==== Stored data ====

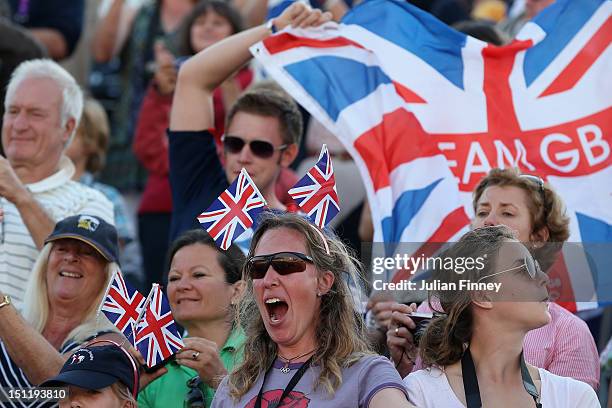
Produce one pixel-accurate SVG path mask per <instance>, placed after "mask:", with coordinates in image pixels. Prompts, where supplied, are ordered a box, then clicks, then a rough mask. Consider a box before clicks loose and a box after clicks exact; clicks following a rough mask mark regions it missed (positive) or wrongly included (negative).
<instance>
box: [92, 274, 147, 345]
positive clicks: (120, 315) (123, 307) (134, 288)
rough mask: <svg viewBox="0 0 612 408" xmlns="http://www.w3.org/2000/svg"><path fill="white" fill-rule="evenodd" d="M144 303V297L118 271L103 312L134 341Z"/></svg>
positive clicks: (101, 308)
mask: <svg viewBox="0 0 612 408" xmlns="http://www.w3.org/2000/svg"><path fill="white" fill-rule="evenodd" d="M144 303H145V298H144V296H142V294H141V293H140V292H138V291H137V290H136V289H135V288H133V287H132V285H130V284H129V283H127V282H126V281H125V279H123V275H122V274H121V272H120V271H117V272H116V273H115V275H114V276H113V279H112V280H111V282H110V284H109V287H108V291H107V293H106V296H105V298H104V301H103V302H102V305H101V310H102V312H104V314H105V315H106V317H107V318H108V320H110V321H111V323H112V324H114V325H115V327H117V328H118V329H119V330H120V331H121V332H122V333H123V335H124V336H125V337H126V338H128V339H130V338H131V339H132V341H133V340H134V334H133V332H134V331H133V329H132V328H133V324H134V323H136V321H137V320H138V316H140V312H141V311H142V308H143V307H144Z"/></svg>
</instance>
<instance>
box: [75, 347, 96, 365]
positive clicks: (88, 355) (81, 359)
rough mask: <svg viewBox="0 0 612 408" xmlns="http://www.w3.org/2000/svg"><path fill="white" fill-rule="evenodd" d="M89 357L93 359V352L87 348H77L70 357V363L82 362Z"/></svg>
mask: <svg viewBox="0 0 612 408" xmlns="http://www.w3.org/2000/svg"><path fill="white" fill-rule="evenodd" d="M87 357H89V361H93V353H92V352H91V351H89V350H87V349H79V350H77V351H76V352H75V353H74V354H73V355H72V357H71V359H70V364H80V363H82V362H83V361H85V359H86V358H87Z"/></svg>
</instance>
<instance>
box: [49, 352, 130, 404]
mask: <svg viewBox="0 0 612 408" xmlns="http://www.w3.org/2000/svg"><path fill="white" fill-rule="evenodd" d="M138 379H139V377H138V371H137V368H136V363H135V362H134V360H133V359H132V357H131V356H129V354H128V352H127V351H126V350H125V349H122V348H121V347H119V346H118V345H116V344H112V345H108V346H90V347H83V348H80V349H78V350H77V351H75V352H74V353H73V354H72V355H71V356H70V357H68V360H67V361H66V363H64V366H63V367H62V369H61V371H60V373H59V374H58V375H56V376H55V377H53V378H51V379H49V380H47V381H45V382H44V383H42V384H41V385H40V386H41V387H64V386H67V385H74V386H77V387H81V388H85V389H87V390H100V389H102V388H106V387H110V386H111V385H113V384H114V383H116V382H117V381H121V382H122V383H123V384H125V385H126V386H128V387H129V389H130V392H132V394H133V395H134V396H136V395H137V394H138Z"/></svg>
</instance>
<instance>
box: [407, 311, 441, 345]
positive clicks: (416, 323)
mask: <svg viewBox="0 0 612 408" xmlns="http://www.w3.org/2000/svg"><path fill="white" fill-rule="evenodd" d="M406 316H408V317H410V318H411V319H412V321H413V322H414V325H415V328H414V329H410V328H409V329H408V330H409V331H410V333H411V334H412V339H413V342H414V345H415V346H417V347H418V345H419V341H420V340H421V337H422V336H423V333H425V329H426V328H427V326H428V325H429V323H430V322H431V319H433V317H434V315H433V313H421V312H414V313H409V314H407V315H406Z"/></svg>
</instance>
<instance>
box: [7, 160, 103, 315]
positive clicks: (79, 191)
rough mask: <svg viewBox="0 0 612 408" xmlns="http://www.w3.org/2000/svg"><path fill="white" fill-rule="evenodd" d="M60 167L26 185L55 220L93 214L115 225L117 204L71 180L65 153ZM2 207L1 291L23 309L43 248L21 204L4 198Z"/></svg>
mask: <svg viewBox="0 0 612 408" xmlns="http://www.w3.org/2000/svg"><path fill="white" fill-rule="evenodd" d="M59 166H60V169H59V170H58V171H57V172H56V173H54V174H52V175H51V176H49V177H47V178H45V179H43V180H41V181H39V182H36V183H32V184H27V185H26V187H27V189H28V190H29V191H30V192H31V193H32V195H33V196H34V198H35V199H36V201H38V203H39V204H40V205H41V206H42V207H43V208H44V209H45V211H46V212H47V214H49V216H50V217H51V218H52V219H53V220H55V221H59V220H61V219H64V218H66V217H68V216H71V215H76V214H89V215H95V216H98V217H100V218H103V219H104V220H106V221H107V222H110V223H112V224H113V225H114V215H113V204H112V203H111V202H110V201H109V200H108V199H107V198H106V197H104V195H103V194H102V193H100V192H99V191H97V190H94V189H92V188H90V187H87V186H85V185H83V184H80V183H78V182H76V181H72V180H71V178H72V176H73V174H74V171H75V170H74V165H73V164H72V162H71V161H70V159H68V158H67V157H65V156H62V158H61V159H60V163H59ZM0 208H2V209H3V210H4V219H3V220H2V222H1V223H0V290H2V292H3V293H5V294H7V295H9V296H11V298H12V300H13V303H14V304H15V306H16V307H17V308H18V309H21V306H22V304H23V300H24V299H23V296H24V293H25V289H26V283H27V281H28V278H29V276H30V273H31V270H32V266H34V261H35V260H36V257H37V256H38V253H39V250H38V248H36V245H35V244H34V241H33V240H32V237H31V236H30V232H29V231H28V229H27V227H26V225H25V224H24V222H23V220H22V218H21V214H20V213H19V211H18V210H17V207H15V205H14V204H13V203H11V202H9V201H8V200H7V199H6V198H4V197H1V198H0Z"/></svg>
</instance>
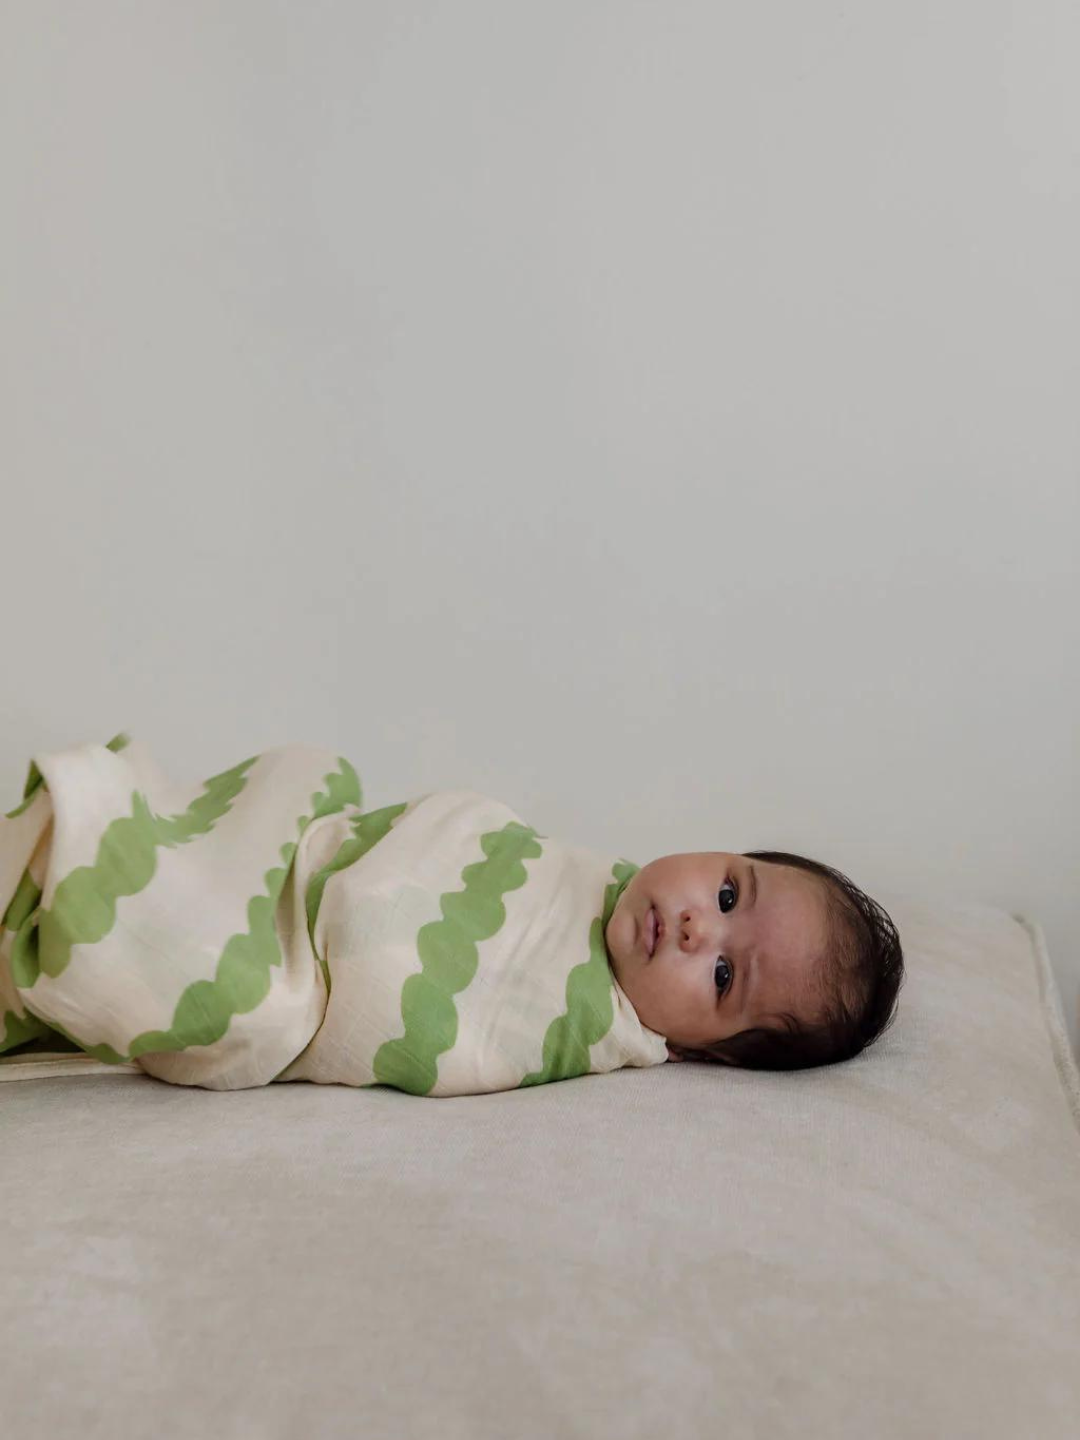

====

Work instruction: Repeat exactly the lines above from the one with "positive clicks: (88, 355) (81, 359)" up to and including the one with "positive clicks: (79, 191)". No other line belongs in the reply.

Answer box:
positive clicks: (88, 355) (81, 359)
rough mask: <svg viewBox="0 0 612 408" xmlns="http://www.w3.org/2000/svg"><path fill="white" fill-rule="evenodd" d="M89 357L93 359V352L87 348H77L70 357V363L82 362Z"/></svg>
mask: <svg viewBox="0 0 612 408" xmlns="http://www.w3.org/2000/svg"><path fill="white" fill-rule="evenodd" d="M87 357H89V361H93V353H92V352H91V351H89V350H87V349H79V350H77V351H76V352H75V353H74V354H73V355H72V357H71V359H70V364H80V363H82V362H83V361H85V359H86V358H87Z"/></svg>
</instance>
<instance>
box: [49, 352, 130, 404]
mask: <svg viewBox="0 0 612 408" xmlns="http://www.w3.org/2000/svg"><path fill="white" fill-rule="evenodd" d="M138 379H139V377H138V371H137V368H136V363H135V362H134V360H133V359H132V357H131V356H129V354H128V352H127V351H126V350H125V349H122V348H121V347H119V346H118V345H116V344H112V345H108V346H90V347H83V348H80V349H78V350H77V351H75V352H74V353H73V354H72V355H71V356H70V357H68V360H67V361H66V363H64V366H63V367H62V369H61V371H60V373H59V374H58V375H56V376H55V377H53V378H51V379H49V380H47V381H45V382H44V383H42V384H41V385H40V386H41V387H64V386H67V385H74V386H77V387H81V388H85V389H87V390H100V389H102V388H106V387H110V386H111V385H113V384H114V383H116V382H117V381H121V382H122V383H123V384H125V385H126V386H128V387H129V389H130V392H132V394H133V395H134V396H136V395H137V394H138Z"/></svg>
</instance>
<instance>
box: [407, 311, 441, 345]
positive clicks: (416, 323)
mask: <svg viewBox="0 0 612 408" xmlns="http://www.w3.org/2000/svg"><path fill="white" fill-rule="evenodd" d="M406 316H408V317H410V318H411V319H412V321H413V322H414V325H415V328H414V329H410V328H409V329H408V330H409V331H410V333H411V334H412V339H413V342H414V345H415V346H417V347H418V345H419V341H420V340H421V337H422V336H423V333H425V329H426V328H427V326H428V325H429V323H430V322H431V319H433V317H434V315H433V313H421V312H414V313H409V314H407V315H406Z"/></svg>
</instance>
<instance>
box: [7, 160, 103, 315]
positive clicks: (79, 191)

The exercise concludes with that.